* _Short task_: Count the lines in the items below that contain the string "blade", treating uppercase and lowercase as different. Give only the number.

* _Entries shown_:
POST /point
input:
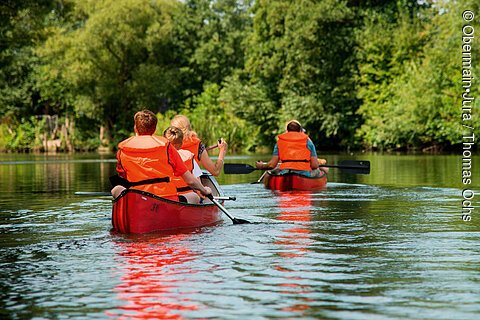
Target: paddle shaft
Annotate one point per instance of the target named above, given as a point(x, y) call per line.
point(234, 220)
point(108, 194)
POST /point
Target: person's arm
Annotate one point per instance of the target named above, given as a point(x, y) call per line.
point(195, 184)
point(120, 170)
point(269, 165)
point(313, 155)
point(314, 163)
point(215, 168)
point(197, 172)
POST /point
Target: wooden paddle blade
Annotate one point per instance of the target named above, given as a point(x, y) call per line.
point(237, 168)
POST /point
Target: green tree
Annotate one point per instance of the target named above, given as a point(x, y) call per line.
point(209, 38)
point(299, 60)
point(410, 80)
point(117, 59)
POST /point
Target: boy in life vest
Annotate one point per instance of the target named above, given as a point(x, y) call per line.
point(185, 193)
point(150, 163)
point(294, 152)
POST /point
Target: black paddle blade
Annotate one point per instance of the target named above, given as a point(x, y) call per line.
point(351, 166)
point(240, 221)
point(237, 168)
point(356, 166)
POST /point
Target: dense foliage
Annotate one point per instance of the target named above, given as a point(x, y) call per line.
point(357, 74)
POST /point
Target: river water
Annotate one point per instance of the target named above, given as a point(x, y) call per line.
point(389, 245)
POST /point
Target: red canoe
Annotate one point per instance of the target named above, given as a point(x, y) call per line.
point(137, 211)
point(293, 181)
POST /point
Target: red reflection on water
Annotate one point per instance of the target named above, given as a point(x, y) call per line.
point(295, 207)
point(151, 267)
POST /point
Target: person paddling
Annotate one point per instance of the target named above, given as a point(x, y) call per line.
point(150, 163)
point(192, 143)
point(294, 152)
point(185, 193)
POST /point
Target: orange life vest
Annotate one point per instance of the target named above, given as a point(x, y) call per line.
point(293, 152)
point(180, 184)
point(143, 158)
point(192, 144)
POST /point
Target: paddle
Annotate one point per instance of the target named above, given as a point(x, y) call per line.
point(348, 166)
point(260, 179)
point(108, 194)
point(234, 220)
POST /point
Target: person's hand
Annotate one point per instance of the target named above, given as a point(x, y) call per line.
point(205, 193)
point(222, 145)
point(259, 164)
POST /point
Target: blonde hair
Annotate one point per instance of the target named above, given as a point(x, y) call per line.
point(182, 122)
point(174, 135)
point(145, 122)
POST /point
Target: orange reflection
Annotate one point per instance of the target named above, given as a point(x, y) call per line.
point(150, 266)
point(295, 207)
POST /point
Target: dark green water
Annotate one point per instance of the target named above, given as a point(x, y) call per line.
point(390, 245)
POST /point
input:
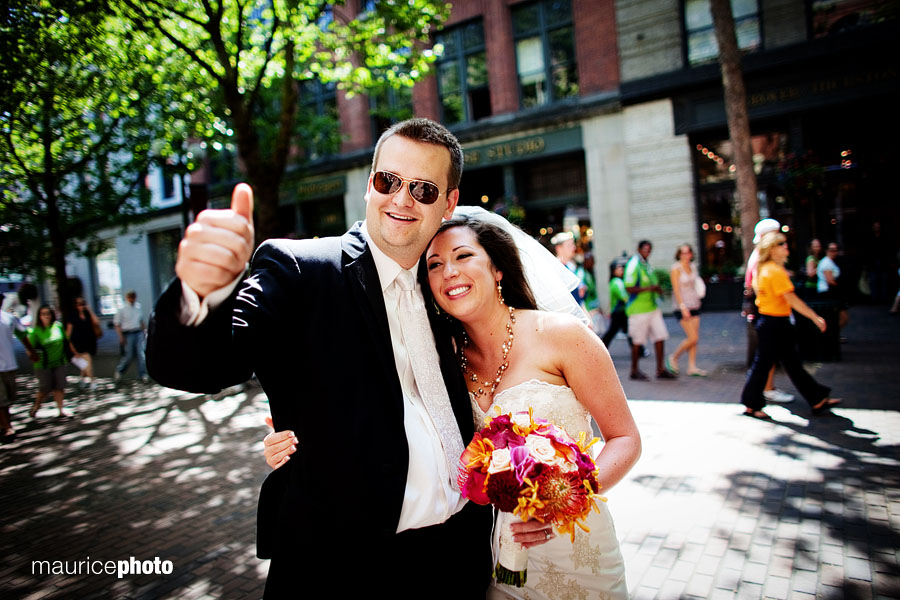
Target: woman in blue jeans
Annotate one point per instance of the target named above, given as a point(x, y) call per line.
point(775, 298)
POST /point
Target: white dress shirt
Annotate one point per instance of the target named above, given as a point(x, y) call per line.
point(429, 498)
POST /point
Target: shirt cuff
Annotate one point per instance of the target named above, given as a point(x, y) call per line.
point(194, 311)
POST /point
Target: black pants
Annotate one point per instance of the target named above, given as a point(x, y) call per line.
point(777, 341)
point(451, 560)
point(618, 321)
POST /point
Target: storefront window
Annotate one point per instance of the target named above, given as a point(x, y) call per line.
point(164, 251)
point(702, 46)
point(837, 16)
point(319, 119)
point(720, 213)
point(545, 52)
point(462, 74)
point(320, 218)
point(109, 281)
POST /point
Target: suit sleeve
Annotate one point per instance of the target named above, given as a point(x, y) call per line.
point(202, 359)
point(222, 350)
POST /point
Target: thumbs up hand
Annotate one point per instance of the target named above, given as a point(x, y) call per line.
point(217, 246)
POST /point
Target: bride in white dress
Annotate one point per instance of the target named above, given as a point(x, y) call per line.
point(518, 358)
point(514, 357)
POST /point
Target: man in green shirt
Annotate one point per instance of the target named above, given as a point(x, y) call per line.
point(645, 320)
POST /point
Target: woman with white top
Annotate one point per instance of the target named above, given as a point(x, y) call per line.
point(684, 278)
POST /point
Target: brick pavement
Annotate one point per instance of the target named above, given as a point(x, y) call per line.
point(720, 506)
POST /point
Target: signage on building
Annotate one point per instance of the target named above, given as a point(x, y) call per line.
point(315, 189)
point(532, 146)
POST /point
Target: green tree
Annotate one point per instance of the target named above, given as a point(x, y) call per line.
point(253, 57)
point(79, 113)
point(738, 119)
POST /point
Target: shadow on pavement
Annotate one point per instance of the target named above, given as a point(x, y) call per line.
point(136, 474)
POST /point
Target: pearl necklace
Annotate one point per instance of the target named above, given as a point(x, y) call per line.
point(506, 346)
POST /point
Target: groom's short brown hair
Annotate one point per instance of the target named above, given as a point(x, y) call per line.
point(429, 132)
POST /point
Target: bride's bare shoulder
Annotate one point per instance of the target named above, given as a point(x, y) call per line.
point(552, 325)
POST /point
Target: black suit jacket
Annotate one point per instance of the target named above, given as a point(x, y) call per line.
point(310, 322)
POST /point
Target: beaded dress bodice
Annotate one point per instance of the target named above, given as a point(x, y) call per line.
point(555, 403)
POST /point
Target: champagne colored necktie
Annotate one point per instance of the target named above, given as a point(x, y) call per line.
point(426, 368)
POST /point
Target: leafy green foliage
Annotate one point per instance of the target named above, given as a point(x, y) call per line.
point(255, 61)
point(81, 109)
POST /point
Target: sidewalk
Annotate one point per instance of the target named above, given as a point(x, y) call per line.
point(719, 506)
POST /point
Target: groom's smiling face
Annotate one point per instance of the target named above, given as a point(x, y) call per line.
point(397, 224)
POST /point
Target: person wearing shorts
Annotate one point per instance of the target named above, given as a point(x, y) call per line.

* * *

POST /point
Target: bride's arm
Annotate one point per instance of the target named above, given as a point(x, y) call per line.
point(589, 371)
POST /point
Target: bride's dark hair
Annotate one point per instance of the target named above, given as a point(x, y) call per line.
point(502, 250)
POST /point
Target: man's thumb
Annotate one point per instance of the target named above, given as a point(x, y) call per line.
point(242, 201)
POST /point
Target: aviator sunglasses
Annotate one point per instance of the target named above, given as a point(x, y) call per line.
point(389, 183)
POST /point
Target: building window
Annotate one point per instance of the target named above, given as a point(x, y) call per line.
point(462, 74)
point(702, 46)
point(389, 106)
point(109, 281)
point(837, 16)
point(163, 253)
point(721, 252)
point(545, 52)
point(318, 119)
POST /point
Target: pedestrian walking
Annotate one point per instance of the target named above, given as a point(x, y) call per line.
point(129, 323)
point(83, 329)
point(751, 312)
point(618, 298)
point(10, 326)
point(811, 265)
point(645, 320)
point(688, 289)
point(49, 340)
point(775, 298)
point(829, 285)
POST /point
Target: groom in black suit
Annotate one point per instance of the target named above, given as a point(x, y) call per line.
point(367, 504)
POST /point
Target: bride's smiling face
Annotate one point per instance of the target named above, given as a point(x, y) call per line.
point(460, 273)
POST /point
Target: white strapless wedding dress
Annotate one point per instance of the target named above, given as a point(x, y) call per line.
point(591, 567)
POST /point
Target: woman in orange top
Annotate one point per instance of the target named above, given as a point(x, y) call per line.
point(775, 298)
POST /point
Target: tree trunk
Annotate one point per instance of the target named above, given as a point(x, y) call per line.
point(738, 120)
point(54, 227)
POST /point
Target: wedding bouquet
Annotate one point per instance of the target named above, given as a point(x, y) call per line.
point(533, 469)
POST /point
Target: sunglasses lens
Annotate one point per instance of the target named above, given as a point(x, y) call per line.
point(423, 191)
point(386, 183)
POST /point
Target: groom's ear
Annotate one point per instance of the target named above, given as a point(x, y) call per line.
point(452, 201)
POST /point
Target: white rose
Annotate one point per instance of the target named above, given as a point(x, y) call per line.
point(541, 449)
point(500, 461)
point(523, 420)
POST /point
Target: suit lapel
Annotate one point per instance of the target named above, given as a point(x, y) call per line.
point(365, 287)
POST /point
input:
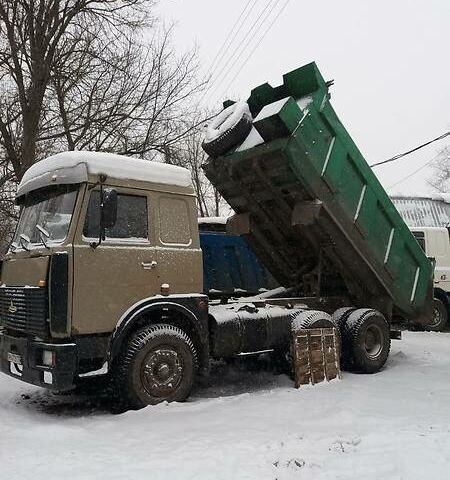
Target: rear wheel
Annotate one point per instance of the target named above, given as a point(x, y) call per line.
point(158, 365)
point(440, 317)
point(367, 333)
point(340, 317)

* _Full answer_: 2